▸ Records
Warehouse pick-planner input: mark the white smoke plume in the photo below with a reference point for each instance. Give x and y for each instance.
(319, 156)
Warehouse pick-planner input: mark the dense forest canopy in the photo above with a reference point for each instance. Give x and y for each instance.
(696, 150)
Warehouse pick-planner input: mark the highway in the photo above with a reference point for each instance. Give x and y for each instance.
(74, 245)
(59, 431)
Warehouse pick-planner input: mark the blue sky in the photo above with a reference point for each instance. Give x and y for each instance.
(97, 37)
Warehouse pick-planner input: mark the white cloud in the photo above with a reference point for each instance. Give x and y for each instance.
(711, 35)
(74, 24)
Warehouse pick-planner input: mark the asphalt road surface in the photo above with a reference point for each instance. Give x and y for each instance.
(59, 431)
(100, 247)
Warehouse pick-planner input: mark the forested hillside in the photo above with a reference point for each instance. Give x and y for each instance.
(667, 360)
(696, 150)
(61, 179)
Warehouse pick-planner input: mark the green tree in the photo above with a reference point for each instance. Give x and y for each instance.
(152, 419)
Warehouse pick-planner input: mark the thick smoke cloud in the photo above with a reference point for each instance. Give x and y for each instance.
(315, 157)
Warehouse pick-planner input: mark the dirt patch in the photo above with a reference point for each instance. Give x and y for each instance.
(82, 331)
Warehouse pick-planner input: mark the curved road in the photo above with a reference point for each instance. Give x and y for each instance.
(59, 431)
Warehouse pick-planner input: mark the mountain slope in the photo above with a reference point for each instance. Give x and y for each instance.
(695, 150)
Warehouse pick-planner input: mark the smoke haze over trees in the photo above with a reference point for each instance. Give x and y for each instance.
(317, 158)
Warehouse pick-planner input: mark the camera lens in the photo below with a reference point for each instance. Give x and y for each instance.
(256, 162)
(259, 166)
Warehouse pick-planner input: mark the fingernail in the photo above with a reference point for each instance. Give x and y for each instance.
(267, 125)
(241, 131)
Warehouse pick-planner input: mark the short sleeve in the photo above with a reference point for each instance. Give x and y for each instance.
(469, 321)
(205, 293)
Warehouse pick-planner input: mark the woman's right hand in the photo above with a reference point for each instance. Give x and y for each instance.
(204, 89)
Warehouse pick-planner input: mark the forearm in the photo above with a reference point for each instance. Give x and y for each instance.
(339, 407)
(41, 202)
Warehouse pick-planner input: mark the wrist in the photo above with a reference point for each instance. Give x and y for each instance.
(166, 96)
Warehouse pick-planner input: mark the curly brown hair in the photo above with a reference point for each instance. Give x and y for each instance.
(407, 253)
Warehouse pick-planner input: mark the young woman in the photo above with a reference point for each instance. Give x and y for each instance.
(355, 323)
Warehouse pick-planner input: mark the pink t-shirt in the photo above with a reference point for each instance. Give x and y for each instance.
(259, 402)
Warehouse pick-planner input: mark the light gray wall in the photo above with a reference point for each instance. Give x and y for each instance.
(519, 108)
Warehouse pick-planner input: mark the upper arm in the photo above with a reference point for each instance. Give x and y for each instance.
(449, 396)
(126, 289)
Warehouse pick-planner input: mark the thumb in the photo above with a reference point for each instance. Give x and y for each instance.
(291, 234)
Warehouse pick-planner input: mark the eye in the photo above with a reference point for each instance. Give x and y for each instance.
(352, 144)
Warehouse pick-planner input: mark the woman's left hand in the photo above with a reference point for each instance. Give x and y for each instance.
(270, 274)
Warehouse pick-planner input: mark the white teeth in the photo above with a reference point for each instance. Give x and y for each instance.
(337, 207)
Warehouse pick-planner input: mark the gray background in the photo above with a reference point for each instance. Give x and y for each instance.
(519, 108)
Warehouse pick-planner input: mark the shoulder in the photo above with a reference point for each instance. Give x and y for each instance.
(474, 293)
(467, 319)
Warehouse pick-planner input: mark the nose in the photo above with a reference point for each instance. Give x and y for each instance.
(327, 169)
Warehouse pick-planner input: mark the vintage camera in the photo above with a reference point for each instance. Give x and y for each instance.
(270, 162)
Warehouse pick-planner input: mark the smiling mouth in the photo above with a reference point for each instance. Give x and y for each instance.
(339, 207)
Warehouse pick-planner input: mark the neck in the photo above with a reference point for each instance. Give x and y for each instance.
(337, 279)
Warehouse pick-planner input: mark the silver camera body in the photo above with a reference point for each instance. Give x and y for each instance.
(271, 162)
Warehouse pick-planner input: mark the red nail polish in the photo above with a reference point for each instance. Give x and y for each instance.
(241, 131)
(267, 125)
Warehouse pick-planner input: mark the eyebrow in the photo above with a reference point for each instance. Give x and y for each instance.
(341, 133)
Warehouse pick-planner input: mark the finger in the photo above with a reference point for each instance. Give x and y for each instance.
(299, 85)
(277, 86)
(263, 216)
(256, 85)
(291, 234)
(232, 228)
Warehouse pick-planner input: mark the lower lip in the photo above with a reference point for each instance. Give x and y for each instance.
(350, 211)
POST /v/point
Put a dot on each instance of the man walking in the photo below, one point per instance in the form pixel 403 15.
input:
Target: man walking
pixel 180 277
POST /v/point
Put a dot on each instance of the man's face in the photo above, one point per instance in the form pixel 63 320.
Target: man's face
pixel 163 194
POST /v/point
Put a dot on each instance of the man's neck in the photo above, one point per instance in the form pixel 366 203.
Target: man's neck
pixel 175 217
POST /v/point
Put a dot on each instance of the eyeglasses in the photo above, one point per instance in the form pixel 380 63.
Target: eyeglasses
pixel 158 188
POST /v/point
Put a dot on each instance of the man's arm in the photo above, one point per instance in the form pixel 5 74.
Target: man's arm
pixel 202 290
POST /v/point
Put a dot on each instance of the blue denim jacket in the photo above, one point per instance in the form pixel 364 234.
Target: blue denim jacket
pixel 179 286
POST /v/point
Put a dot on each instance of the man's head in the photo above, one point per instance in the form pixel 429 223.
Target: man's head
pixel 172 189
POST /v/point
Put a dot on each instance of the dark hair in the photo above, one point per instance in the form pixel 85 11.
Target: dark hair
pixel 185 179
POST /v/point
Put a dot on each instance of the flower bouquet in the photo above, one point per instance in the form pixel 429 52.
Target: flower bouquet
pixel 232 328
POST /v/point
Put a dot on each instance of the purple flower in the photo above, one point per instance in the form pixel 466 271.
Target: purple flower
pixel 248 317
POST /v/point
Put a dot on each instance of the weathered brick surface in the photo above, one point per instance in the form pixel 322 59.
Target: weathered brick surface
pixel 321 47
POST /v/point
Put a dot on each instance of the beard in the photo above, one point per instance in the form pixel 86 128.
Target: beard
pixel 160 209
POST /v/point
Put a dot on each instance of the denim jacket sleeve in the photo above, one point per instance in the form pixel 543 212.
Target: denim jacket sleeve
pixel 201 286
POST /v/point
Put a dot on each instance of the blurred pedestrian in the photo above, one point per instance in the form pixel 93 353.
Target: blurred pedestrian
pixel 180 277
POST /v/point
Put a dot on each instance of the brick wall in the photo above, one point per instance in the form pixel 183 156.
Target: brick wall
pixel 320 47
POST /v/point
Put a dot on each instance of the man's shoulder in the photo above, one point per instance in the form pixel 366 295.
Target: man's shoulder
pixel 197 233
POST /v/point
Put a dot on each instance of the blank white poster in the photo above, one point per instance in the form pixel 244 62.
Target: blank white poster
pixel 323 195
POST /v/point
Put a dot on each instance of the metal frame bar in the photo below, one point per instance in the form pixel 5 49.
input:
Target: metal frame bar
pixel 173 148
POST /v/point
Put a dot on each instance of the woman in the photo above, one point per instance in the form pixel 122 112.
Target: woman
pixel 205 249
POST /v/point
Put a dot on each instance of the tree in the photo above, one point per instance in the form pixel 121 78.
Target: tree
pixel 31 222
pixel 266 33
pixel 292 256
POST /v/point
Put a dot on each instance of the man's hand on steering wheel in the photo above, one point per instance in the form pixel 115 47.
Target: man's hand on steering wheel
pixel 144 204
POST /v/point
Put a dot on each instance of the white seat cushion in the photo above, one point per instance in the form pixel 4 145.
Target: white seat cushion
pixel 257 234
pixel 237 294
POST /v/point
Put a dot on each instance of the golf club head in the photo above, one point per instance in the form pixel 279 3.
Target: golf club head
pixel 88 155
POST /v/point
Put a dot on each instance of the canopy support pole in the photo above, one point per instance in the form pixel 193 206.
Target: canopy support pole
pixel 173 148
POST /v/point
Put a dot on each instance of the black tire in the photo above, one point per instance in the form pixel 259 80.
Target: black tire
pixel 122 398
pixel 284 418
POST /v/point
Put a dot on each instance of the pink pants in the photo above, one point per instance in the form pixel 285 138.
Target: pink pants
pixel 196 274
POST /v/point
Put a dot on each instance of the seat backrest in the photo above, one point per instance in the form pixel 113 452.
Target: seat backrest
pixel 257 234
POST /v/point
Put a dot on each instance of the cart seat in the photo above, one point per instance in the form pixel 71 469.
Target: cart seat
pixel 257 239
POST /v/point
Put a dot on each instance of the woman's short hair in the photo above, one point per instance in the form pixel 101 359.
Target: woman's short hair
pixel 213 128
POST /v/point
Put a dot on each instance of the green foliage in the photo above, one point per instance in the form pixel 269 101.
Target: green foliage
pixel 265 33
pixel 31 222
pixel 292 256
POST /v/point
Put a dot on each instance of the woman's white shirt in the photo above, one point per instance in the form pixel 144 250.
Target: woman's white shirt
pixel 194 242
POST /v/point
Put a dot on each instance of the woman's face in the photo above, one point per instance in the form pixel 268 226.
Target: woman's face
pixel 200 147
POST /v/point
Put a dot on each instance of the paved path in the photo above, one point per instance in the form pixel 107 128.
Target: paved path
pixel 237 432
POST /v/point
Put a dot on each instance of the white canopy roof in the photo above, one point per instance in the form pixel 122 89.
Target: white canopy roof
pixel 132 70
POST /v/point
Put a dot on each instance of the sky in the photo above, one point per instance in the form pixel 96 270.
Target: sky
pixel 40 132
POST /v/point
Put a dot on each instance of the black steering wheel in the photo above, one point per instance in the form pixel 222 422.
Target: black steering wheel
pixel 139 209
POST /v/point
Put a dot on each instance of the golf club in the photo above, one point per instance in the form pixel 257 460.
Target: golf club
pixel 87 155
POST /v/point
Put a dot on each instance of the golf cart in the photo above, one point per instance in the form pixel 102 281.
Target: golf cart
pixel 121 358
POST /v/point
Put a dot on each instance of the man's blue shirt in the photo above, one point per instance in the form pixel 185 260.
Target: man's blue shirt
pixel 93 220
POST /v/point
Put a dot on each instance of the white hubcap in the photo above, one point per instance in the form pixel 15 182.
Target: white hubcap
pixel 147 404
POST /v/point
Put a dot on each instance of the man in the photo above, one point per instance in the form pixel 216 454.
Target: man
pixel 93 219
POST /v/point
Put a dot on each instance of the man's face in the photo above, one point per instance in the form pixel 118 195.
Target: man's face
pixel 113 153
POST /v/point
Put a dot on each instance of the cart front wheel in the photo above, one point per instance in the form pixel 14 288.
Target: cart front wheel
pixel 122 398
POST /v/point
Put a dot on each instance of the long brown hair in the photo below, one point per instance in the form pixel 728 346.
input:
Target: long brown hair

▸ What you will do
Which lines above contain the word "shoulder"? Copy every one of them in full.

▸ Answer in full
Warehouse pick-planner input: mark the shoulder in the photo above with a reference point for each instance. Give x and y for each instance.
Put a dot on each instance of the man's shoulder in the photo above, one point per instance in the form pixel 366 295.
Target: man's shoulder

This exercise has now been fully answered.